Given instruction: Reproduce word for word the part of the Istanbul park protest report below, starting at "Shortly after 4" and ending at "in late May.".

Extract provided:

——————

Turkey Protests Over Plan to Build on Istanbul Park Reveal Deep Anger at Erdogan

Image ISTANBUL — Tens of thousands of protesters called for the resignation of Prime Minister Recep Tayyip Erdogan and fought police firing tear gas in central Istanbul for the second day Saturday. A defiant Erdogan declared he would not back down from a controversial construction project that set off the protests, but then called off the police. Denouncing protesters as “entirely ideological,” Erdogan vowed in a speech to go ahead with plans to build a replica of an Ottoman-era barracks on what is now parkland off of Taksim Square in the heart of Istanbul’s downtown. But he conceded there had been excessive use of tear gas and that citizens had the right to express their views.

Shortly after 4 p.m., police withdrew from Gezi Park and central Istanbul, a sign that the protesters had won the first round, and thousands soon headed to the park, where demonstrations against the construction plans had begun in late May.

Heavy-handed police raids Thursday and Friday against protesters encamped at the park had turned what had been a sit-in by environmentalists opposed to cutting down trees into a national protest against Erdogan, who’s been in office 10 years and hopes to extend his stay by being elected president next year.

Demonstrations ran the entire day Friday throughout central Istanbul and continued until 5 a.m. Saturday, as police chased young protesters and fired tear gas at them throughout the night. As many as 100 demonstrators were injured, about a half dozen seriously, most due to teargas inhalation or being hit by canisters, according to Turkish news media.

The protest quickly spread throughout this city, where the legendary Bosporus waterway divides Europe from Asia. On both the Asian side and in posh districts such as Nisantasi on the European side, residents of all ages protested into the night by banging pots, flashing lights on and off, shouting, clapping and chanting “government, resign.” The protest spread to Ankara, Turkey’s capital; Izmir, Turkey’s second biggest city, and to at least four other cities.

Saturday looked to be a repeat performance. Thousands of demonstrators gathered at Kadikoy, an Istanbul district on the Asian side, at 4:30 a.m. and marched across the Bosporus bridge, but police dispersed them with tear gas and water cannon before they could reach Taksim Square. Thousands more came by ferry over the Bosporus.

At about 2 p.m., the main protest began. Thousands of young people, many outfitted with half face masks, marched down the Istiklal, the main pedestrian street, chanting “The government should resign,” and “Shoulder to shoulder against fascism.” With each tear gas volley, the crowd backed off and scampered down side streets, where volunteers stood by with salve to ease the burning sensation. Then the protesters returned to the Istiklal and advanced once again. Those few businesses that were open, like the Starbucks, offered free food and drink to protesters.

On the roll-down shutters of the closed businesses, even at the Russian consulate, which lies off Istiklal, fresh graffiti called Erdogan the Turkish equivalent of an “s.o.b.” and demanded a new government.

The protesters, who in a random sampling seemed to be from parties in opposition to Erdogan’s Islamist Justice and Development party, would agree with Aisha, 25, who asked to be identified by her first name only. “This is beyond ideology,” she told McClatchy. “It was a modest protest (at Gezi park) and then there was excessive use of force.” As for Erdogan: “I think he’s a dictator,” she said. “He’s doing things so fast.” She said this was the first protest she’d ever attended.

——————

Extracted records:
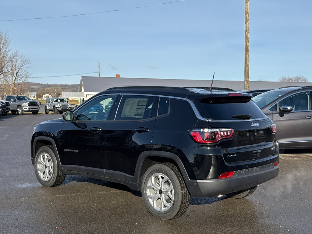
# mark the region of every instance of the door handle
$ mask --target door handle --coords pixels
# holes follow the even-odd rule
[[[144,132],[148,132],[149,131],[149,129],[148,128],[139,128],[134,129],[134,131],[139,133],[142,133]]]
[[[91,131],[91,132],[92,132],[95,133],[97,132],[99,132],[102,129],[101,129],[100,128],[97,128],[96,127],[95,128],[91,128],[89,129],[89,131]]]

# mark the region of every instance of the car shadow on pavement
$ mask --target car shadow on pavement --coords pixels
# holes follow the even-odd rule
[[[66,178],[62,185],[69,183],[73,181],[76,182],[84,182],[88,183],[97,184],[99,185],[105,186],[105,187],[115,188],[119,190],[121,190],[125,192],[129,192],[132,193],[133,195],[137,197],[142,197],[142,195],[139,191],[133,190],[130,188],[126,185],[124,184],[115,183],[113,182],[110,182],[106,180],[103,180],[99,179],[95,179],[90,177],[87,177],[83,176],[77,175],[67,175]]]
[[[312,149],[280,149],[280,154],[312,154]]]
[[[142,194],[140,191],[131,189],[126,185],[105,180],[102,180],[98,179],[87,177],[79,175],[67,175],[66,176],[66,179],[62,184],[66,184],[73,181],[90,183],[99,185],[104,186],[128,192],[136,197],[142,197]],[[211,204],[227,198],[228,198],[225,195],[222,195],[219,197],[192,197],[191,198],[190,205]]]

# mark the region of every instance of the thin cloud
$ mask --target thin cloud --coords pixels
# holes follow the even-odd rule
[[[117,70],[117,67],[114,67],[114,66],[113,66],[112,65],[108,65],[108,66],[110,67],[110,69],[112,69],[112,70],[114,70],[115,71],[116,71],[116,70]]]
[[[149,68],[150,69],[152,69],[153,70],[157,70],[157,68],[156,67],[154,67],[153,66],[147,66],[145,67],[146,68]]]

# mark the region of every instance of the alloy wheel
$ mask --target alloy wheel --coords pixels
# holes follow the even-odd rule
[[[166,211],[173,204],[174,191],[172,183],[162,173],[155,173],[149,178],[146,193],[151,205],[158,211]]]
[[[42,180],[47,181],[51,178],[53,174],[53,163],[48,154],[43,153],[38,158],[37,163],[38,174]]]

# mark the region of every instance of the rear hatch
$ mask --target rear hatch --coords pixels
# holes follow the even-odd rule
[[[276,134],[272,121],[251,100],[251,95],[229,95],[193,101],[202,116],[209,120],[211,128],[226,135],[234,130],[232,135],[221,137],[218,142],[225,161],[235,163],[276,154]]]

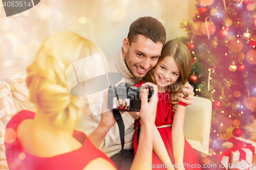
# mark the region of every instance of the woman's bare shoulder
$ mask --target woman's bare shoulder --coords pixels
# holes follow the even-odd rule
[[[94,159],[86,165],[83,170],[116,170],[114,166],[104,158]]]

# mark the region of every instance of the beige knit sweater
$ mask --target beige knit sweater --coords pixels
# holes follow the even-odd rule
[[[123,76],[126,83],[136,83],[141,79],[133,76],[127,67],[122,55],[122,47],[121,47],[117,54],[108,59],[108,63],[111,72],[119,72]],[[103,102],[103,96],[100,96],[96,103],[96,110],[100,112]],[[93,110],[93,112],[95,111]],[[80,115],[80,119],[75,129],[84,132],[87,135],[95,129],[100,120],[101,114],[93,116],[92,113],[87,115]],[[125,128],[124,149],[133,148],[133,134],[135,130],[134,120],[127,112],[122,114]],[[99,149],[103,152],[108,157],[111,157],[121,150],[121,141],[117,124],[114,125],[106,135],[105,139]]]

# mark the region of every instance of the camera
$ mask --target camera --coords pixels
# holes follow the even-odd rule
[[[141,101],[140,94],[143,89],[148,89],[148,102],[152,96],[154,90],[152,87],[137,87],[129,83],[121,83],[117,86],[110,86],[109,88],[108,107],[114,110],[139,111]]]

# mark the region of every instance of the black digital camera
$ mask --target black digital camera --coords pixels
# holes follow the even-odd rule
[[[114,110],[139,111],[140,109],[140,92],[143,89],[148,89],[148,102],[152,96],[154,90],[152,87],[137,87],[129,83],[121,83],[117,86],[109,88],[108,107]]]

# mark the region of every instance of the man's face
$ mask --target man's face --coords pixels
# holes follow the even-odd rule
[[[139,78],[143,77],[157,64],[163,47],[162,42],[155,43],[140,34],[138,35],[135,42],[131,45],[127,42],[126,45],[125,49],[125,46],[123,46],[124,61],[132,74]]]

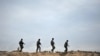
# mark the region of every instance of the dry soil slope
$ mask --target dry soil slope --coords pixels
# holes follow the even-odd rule
[[[0,56],[100,56],[100,52],[28,53],[0,51]]]

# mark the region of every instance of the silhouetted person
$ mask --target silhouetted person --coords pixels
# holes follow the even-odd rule
[[[40,42],[40,39],[38,39],[38,41],[37,41],[37,49],[36,49],[36,52],[38,52],[38,50],[39,50],[39,52],[41,52],[41,47],[40,47],[40,45],[41,45],[41,42]]]
[[[65,52],[67,53],[68,52],[68,40],[66,40],[64,47],[65,47]]]
[[[52,38],[52,40],[51,40],[51,46],[52,46],[51,51],[54,52],[54,49],[55,49],[54,38]]]
[[[20,52],[22,52],[22,50],[23,50],[23,48],[24,48],[24,42],[23,42],[23,39],[21,39],[20,41],[19,41],[19,46],[20,46]]]

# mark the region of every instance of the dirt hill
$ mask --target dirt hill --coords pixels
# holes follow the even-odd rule
[[[62,52],[49,53],[28,53],[28,52],[7,52],[0,51],[0,56],[100,56],[100,52],[70,51],[67,54]]]

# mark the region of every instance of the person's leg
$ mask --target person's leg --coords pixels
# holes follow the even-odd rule
[[[37,46],[37,48],[36,48],[36,52],[38,52],[38,46]]]
[[[52,46],[52,52],[54,52],[55,46]]]

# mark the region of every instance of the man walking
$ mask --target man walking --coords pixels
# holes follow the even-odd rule
[[[38,39],[38,41],[37,41],[37,49],[36,49],[36,52],[38,52],[38,50],[39,50],[39,52],[41,52],[41,47],[40,47],[40,45],[41,45],[41,42],[40,42],[40,39]]]
[[[22,50],[23,50],[23,48],[24,48],[24,42],[23,42],[23,39],[21,39],[20,41],[19,41],[19,46],[20,46],[20,52],[22,52]]]
[[[68,52],[68,40],[66,40],[64,47],[65,47],[65,52]]]
[[[54,49],[55,49],[54,38],[52,38],[52,40],[51,40],[51,46],[52,46],[51,51],[54,52]]]

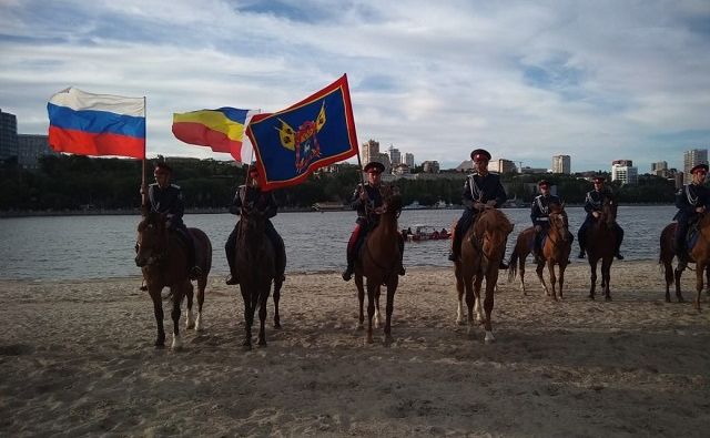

——————

Answer in full:
Shortly after 4 p.m., police withdrew from Gezi Park and central Istanbul, a sign that the protesters had won the first round, and thousands soon headed to the park, where demonstrations against the construction plans had begun in late May.